Aim: Put the lines of the records below into a numbered list, starting with the line containing "task | place a point on the eye-shaped" and ending with the line containing "x=830, y=198". Include both of those lines, and leave out any blank lines.

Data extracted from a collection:
** Start **
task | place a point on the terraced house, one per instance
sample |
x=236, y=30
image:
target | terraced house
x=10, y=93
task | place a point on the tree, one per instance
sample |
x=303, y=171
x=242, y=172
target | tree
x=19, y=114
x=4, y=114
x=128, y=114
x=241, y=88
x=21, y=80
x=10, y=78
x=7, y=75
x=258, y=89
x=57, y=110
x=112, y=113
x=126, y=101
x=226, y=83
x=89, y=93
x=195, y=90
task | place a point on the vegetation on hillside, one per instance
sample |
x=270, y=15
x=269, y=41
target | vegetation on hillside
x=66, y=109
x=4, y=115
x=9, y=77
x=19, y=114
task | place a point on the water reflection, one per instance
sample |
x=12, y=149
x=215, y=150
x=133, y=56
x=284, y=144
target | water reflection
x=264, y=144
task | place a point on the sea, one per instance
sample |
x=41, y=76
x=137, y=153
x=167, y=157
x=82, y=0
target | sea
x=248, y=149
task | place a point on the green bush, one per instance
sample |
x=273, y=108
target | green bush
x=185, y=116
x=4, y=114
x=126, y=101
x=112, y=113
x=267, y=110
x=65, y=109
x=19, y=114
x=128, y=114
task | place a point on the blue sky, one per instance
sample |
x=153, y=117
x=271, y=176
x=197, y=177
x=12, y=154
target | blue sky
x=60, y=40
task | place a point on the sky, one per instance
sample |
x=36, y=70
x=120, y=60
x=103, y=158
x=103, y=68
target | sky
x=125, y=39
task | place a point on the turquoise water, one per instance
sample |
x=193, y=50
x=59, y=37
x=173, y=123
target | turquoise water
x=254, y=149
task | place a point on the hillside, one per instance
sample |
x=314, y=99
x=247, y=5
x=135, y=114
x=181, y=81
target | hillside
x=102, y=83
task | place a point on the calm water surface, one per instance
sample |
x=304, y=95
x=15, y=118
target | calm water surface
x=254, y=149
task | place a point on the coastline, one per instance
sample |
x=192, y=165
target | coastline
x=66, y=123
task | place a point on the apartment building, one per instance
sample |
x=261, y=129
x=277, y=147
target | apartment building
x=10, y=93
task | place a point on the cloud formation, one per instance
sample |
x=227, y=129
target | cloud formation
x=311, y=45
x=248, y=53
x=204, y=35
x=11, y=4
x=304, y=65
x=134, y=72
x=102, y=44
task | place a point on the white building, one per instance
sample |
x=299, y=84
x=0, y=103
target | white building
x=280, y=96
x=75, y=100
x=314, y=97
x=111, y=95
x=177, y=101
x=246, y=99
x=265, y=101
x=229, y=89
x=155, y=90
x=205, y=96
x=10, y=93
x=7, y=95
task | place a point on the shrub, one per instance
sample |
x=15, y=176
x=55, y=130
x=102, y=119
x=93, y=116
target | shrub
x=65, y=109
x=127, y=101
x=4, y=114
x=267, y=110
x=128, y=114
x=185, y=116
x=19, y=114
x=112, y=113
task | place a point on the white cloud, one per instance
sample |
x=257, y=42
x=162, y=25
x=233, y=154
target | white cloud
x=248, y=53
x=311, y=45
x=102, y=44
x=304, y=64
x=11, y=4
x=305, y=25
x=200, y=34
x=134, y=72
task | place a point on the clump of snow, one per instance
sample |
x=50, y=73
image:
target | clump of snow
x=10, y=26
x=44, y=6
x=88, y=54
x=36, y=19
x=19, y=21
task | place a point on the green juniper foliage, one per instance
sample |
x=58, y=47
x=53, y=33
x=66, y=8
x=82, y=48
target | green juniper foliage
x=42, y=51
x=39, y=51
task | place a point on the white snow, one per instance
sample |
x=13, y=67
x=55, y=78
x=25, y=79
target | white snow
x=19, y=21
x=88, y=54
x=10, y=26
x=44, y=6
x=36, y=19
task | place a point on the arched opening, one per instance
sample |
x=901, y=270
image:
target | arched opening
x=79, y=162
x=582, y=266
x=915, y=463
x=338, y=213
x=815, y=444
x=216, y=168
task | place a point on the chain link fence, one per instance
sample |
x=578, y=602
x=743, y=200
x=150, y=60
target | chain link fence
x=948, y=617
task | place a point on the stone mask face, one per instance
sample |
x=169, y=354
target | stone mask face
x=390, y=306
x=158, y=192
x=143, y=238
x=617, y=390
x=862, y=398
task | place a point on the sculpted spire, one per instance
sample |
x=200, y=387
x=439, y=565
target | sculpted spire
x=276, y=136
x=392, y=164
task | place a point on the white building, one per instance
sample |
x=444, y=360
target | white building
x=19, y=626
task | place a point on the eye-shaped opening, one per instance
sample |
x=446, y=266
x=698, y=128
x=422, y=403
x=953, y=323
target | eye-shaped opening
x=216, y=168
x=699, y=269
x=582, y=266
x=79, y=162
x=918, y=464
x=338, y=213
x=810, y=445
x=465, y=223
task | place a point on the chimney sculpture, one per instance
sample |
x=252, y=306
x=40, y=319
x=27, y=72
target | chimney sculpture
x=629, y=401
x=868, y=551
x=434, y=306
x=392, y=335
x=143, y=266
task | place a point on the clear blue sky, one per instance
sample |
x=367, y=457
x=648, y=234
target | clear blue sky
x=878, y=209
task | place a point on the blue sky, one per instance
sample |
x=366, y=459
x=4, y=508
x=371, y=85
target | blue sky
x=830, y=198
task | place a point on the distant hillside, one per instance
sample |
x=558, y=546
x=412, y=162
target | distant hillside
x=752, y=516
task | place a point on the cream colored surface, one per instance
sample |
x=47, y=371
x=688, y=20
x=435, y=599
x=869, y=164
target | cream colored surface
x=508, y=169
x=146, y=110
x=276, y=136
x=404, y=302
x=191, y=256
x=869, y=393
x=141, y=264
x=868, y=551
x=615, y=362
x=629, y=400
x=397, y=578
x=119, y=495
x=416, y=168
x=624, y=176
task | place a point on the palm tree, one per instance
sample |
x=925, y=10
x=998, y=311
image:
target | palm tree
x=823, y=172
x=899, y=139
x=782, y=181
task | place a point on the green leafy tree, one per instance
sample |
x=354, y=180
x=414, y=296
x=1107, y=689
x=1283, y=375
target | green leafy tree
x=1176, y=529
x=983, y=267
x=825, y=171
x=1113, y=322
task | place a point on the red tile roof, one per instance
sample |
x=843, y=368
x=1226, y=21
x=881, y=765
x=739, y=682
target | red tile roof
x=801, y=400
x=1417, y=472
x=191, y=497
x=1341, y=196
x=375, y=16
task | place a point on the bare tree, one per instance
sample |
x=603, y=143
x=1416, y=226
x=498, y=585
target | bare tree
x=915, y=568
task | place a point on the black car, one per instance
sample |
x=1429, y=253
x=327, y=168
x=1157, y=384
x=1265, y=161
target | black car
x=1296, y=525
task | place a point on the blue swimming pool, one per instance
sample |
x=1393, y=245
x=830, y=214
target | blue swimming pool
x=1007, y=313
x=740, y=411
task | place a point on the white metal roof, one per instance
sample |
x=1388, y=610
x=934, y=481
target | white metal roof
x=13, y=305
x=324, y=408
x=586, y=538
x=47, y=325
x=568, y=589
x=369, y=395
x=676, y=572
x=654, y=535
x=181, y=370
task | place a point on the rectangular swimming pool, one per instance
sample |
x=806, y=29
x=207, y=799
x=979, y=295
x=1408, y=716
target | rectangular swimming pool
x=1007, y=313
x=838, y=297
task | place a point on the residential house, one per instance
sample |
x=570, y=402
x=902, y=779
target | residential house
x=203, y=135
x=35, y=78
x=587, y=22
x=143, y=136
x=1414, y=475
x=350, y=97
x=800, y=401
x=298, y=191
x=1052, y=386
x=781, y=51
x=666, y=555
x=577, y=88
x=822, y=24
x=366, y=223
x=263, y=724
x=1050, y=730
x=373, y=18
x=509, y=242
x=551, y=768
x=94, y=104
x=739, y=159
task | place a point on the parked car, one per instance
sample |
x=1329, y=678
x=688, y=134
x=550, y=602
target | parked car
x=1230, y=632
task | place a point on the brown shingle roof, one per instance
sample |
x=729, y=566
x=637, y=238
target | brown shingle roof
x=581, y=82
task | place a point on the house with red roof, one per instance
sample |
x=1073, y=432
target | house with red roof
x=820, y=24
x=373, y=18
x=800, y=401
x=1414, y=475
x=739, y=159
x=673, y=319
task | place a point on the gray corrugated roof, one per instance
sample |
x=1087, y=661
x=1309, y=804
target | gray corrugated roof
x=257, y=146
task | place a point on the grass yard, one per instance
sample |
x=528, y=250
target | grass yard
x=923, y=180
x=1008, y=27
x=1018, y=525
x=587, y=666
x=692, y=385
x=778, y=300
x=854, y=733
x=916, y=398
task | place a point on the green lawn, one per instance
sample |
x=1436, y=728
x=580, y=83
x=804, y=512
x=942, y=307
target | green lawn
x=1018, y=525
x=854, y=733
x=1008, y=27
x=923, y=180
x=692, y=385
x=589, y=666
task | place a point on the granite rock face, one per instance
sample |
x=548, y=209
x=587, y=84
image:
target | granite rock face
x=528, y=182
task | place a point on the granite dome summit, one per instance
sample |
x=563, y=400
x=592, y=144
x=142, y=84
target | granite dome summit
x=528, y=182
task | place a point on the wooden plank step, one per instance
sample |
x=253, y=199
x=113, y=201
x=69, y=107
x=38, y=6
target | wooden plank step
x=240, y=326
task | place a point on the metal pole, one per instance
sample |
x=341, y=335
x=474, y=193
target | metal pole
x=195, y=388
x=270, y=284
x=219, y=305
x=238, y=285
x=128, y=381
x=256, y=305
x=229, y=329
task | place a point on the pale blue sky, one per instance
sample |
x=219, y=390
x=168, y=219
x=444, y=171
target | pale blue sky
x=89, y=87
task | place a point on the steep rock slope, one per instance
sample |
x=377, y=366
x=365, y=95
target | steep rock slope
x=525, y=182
** End **
Correct output:
1. task | place a point on the eye-shaped opening, one per instance
2. sample |
3. x=446, y=266
4. x=698, y=128
5. x=422, y=403
6. x=953, y=323
7. target | eye-shaped opening
8. x=216, y=168
9. x=699, y=269
10. x=582, y=266
11. x=79, y=162
12. x=918, y=464
13. x=338, y=213
14. x=810, y=445
15. x=465, y=223
16. task | place a point on the chimney sculpture, one per instance
17. sample |
18. x=252, y=306
19. x=40, y=319
20. x=27, y=72
21. target | chimney sculpture
22. x=629, y=401
23. x=868, y=551
24. x=434, y=306
25. x=392, y=335
26. x=143, y=266
27. task | place a point on the clear blue sky, one per instance
28. sample |
29. x=367, y=457
30. x=648, y=234
31. target | clear blue sky
32. x=878, y=209
33. task | place a point on the blue sky, one per instance
34. sample |
35. x=366, y=459
36. x=4, y=508
37. x=371, y=85
38. target | blue sky
39. x=830, y=198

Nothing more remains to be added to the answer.